* _INSTRUCTIONS TO FOLLOW_
Rewrite the records below with "every instance" replaced by "all instances" everywhere and everything else left as it is. Do not include the pictures in your answer.

════════════════

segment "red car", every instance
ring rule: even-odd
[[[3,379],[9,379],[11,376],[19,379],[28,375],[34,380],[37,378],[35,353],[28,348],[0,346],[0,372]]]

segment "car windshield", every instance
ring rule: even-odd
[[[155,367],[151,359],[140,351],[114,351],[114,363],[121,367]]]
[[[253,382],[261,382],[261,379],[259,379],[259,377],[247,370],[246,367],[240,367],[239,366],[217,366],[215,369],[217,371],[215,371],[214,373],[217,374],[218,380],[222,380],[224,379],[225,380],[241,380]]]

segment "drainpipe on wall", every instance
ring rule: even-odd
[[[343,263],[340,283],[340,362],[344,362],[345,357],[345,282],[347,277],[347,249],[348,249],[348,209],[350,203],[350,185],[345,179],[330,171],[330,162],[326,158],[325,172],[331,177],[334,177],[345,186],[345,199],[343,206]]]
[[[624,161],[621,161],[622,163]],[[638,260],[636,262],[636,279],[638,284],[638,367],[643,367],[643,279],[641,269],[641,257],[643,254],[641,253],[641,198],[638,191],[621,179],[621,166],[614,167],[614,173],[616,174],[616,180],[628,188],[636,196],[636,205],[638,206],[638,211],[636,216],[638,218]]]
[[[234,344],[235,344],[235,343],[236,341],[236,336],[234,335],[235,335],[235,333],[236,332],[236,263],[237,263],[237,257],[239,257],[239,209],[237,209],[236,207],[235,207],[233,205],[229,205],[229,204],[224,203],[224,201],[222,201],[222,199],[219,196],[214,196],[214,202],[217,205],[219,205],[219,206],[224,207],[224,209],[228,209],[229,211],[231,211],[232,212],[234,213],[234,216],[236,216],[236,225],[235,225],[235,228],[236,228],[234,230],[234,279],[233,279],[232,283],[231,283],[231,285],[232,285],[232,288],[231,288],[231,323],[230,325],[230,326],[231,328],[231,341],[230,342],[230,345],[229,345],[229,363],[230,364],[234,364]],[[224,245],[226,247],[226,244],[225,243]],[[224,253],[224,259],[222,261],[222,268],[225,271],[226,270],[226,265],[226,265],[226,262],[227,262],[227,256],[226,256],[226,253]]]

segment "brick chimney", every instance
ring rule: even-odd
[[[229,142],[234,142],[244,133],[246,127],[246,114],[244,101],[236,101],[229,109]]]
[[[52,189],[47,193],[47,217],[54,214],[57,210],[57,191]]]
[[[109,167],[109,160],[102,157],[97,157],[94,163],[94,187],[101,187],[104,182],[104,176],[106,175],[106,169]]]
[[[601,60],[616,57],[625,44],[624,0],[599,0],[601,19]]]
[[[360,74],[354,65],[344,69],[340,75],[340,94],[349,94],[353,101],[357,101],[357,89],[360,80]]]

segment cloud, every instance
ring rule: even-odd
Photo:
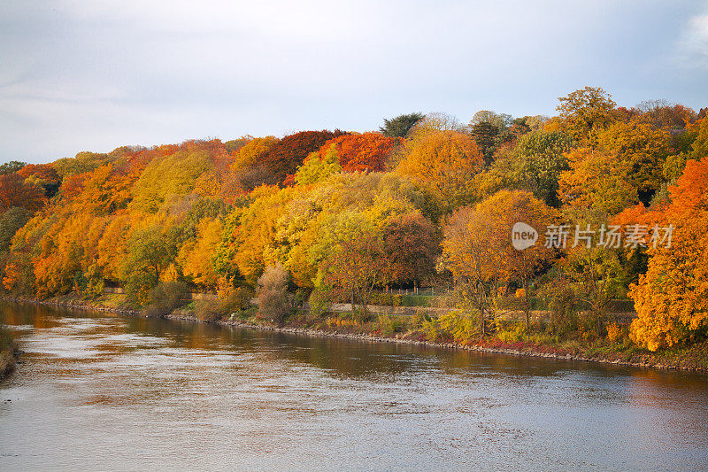
[[[708,69],[708,14],[689,19],[678,49],[678,58],[684,66]]]

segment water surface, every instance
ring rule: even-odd
[[[0,309],[2,470],[708,469],[704,375]]]

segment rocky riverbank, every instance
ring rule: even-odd
[[[71,297],[53,298],[49,300],[18,299],[8,298],[5,298],[4,299],[19,303],[34,303],[68,309],[90,310],[134,316],[144,316],[144,314],[140,311],[127,309],[119,306],[106,306],[101,302],[88,302],[85,300],[72,298]],[[308,327],[293,326],[290,324],[275,326],[265,321],[254,322],[253,321],[243,321],[241,319],[233,318],[204,321],[196,318],[193,313],[185,310],[178,310],[174,313],[165,315],[164,318],[193,322],[220,324],[225,326],[247,328],[250,329],[277,331],[281,333],[316,337],[338,337],[373,343],[398,343],[439,349],[460,349],[464,351],[476,351],[481,352],[500,353],[515,356],[531,356],[559,360],[599,362],[604,364],[613,364],[636,368],[708,372],[708,342],[695,344],[694,346],[688,348],[676,348],[660,352],[650,352],[645,350],[635,349],[630,354],[627,354],[622,352],[603,352],[589,345],[586,347],[575,348],[573,352],[571,352],[558,345],[535,344],[522,342],[504,343],[496,338],[483,338],[465,344],[454,342],[436,343],[425,339],[405,337],[400,334],[394,334],[391,336],[371,334],[367,332],[358,331],[356,329],[352,330],[351,328],[347,329],[322,327],[312,329]]]

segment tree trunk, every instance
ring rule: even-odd
[[[528,303],[528,276],[524,277],[524,298],[526,298],[526,331],[530,330],[530,323],[528,322],[531,306]]]
[[[351,287],[351,314],[354,314],[354,287]]]

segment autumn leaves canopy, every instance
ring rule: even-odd
[[[143,303],[166,281],[256,289],[278,266],[300,299],[365,309],[387,286],[464,285],[483,318],[499,294],[523,288],[606,321],[607,303],[628,293],[636,344],[654,350],[704,336],[704,112],[663,102],[619,108],[593,88],[562,97],[558,111],[517,119],[483,111],[468,125],[412,113],[376,132],[8,163],[3,283],[40,297],[120,285]],[[660,222],[675,233],[671,249],[519,251],[517,221],[542,232],[550,223]]]

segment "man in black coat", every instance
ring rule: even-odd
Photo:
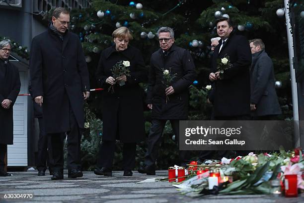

════════════════

* _EXPECTED ANSWER_
segment "red car", all instances
ring rule: even-odd
[[[3,379],[9,379],[11,376],[19,379],[28,375],[34,380],[37,378],[35,353],[28,348],[0,346],[0,372]]]

segment "car windshield", all instances
ring rule: even-odd
[[[155,367],[151,359],[140,351],[114,351],[114,363],[121,367]]]
[[[253,382],[261,382],[261,379],[259,379],[259,377],[247,370],[246,367],[240,367],[239,366],[217,366],[215,369],[217,371],[215,371],[214,373],[217,374],[218,380],[222,380],[224,379],[225,380],[241,380]]]

segment "drainpipe on wall", all instances
ring rule: even-odd
[[[343,263],[340,283],[340,362],[344,362],[345,357],[345,282],[347,277],[347,249],[348,249],[348,209],[350,203],[350,185],[345,179],[330,171],[330,162],[326,158],[325,172],[331,177],[334,177],[345,186],[345,199],[343,206]]]
[[[624,161],[621,161],[622,163]],[[638,260],[636,262],[636,279],[638,284],[638,367],[643,367],[643,279],[641,269],[641,257],[643,254],[641,253],[641,198],[638,191],[621,179],[621,166],[614,167],[614,173],[616,174],[616,180],[628,188],[636,196],[636,205],[638,206],[638,211],[636,216],[638,218]]]
[[[234,344],[235,344],[235,343],[236,341],[236,336],[234,335],[235,335],[235,333],[236,332],[236,263],[237,263],[237,257],[239,257],[239,209],[237,209],[236,207],[235,207],[233,205],[229,205],[229,204],[224,203],[224,201],[222,201],[222,199],[219,196],[214,196],[214,202],[217,205],[219,205],[219,206],[224,207],[224,209],[228,209],[229,211],[231,211],[232,212],[234,213],[234,216],[236,216],[236,225],[235,225],[235,228],[236,228],[234,230],[234,279],[233,279],[232,283],[231,283],[231,285],[232,285],[232,288],[231,288],[231,323],[230,325],[230,326],[231,328],[231,341],[230,342],[230,345],[229,345],[229,363],[230,364],[234,364]],[[224,245],[226,247],[226,244],[225,243]],[[224,253],[224,259],[222,261],[222,268],[225,271],[226,270],[226,265],[226,265],[226,262],[227,262],[227,256],[226,256],[226,253]]]

segment "brick chimney", all instances
ring rule: even-odd
[[[229,142],[234,142],[244,133],[246,127],[246,114],[244,101],[236,101],[229,109]]]
[[[52,189],[47,193],[47,217],[54,214],[57,210],[57,191]]]
[[[109,167],[109,160],[102,157],[97,157],[94,163],[94,187],[101,187],[104,182],[104,176],[106,175],[106,169]]]
[[[601,60],[616,57],[625,44],[624,0],[599,0],[601,19]]]
[[[360,74],[354,65],[344,69],[340,75],[340,94],[349,94],[353,101],[357,101],[357,89],[360,80]]]

segment cloud, all instances
ring rule: even-odd
Photo:
[[[708,69],[708,14],[689,19],[678,49],[678,58],[684,66]]]

segment water surface, all instances
ring rule: even-odd
[[[0,309],[2,470],[708,469],[704,375]]]

segment rocky riverbank, all instances
ring rule: even-odd
[[[71,297],[53,298],[49,300],[18,299],[8,298],[5,298],[4,299],[19,303],[34,303],[68,309],[90,310],[134,316],[144,316],[144,314],[140,311],[127,309],[119,306],[106,306],[101,302],[88,302],[85,300],[72,298]],[[308,327],[293,326],[290,324],[275,326],[265,321],[254,322],[253,321],[243,321],[241,319],[233,318],[204,321],[196,318],[193,313],[185,310],[178,310],[174,313],[165,315],[164,318],[193,322],[220,324],[225,326],[247,328],[250,329],[277,331],[281,333],[316,337],[338,337],[373,343],[398,343],[439,349],[460,349],[464,351],[476,351],[481,352],[500,353],[515,356],[531,356],[559,360],[599,362],[604,364],[613,364],[636,368],[708,372],[708,342],[695,344],[694,346],[688,348],[676,348],[660,352],[650,352],[645,350],[635,349],[630,354],[627,354],[622,352],[603,352],[589,345],[586,347],[575,348],[573,352],[571,352],[558,345],[535,344],[522,342],[504,343],[496,338],[483,338],[465,344],[454,342],[436,343],[425,339],[405,337],[400,334],[394,334],[391,336],[371,334],[367,332],[358,331],[356,329],[352,330],[351,328],[347,329],[322,327],[312,329]]]

segment tree trunk, all instances
ring rule: even-odd
[[[528,303],[528,276],[524,277],[524,298],[526,298],[526,331],[530,330],[530,323],[528,322],[531,306]]]
[[[351,287],[351,314],[354,314],[354,287]]]

segment autumn leaves canopy, all instances
ring rule: even-odd
[[[143,303],[166,281],[256,289],[278,266],[300,299],[365,309],[387,286],[464,285],[483,318],[499,294],[523,288],[606,321],[607,303],[628,293],[636,344],[654,350],[704,336],[704,112],[663,102],[619,108],[593,88],[562,97],[558,111],[517,119],[483,111],[468,125],[412,113],[376,132],[8,163],[3,283],[40,297],[120,285]],[[660,222],[675,233],[671,249],[519,251],[517,221],[542,232],[550,223]]]

segment "man in black coat", all instances
ring rule: even-odd
Photo:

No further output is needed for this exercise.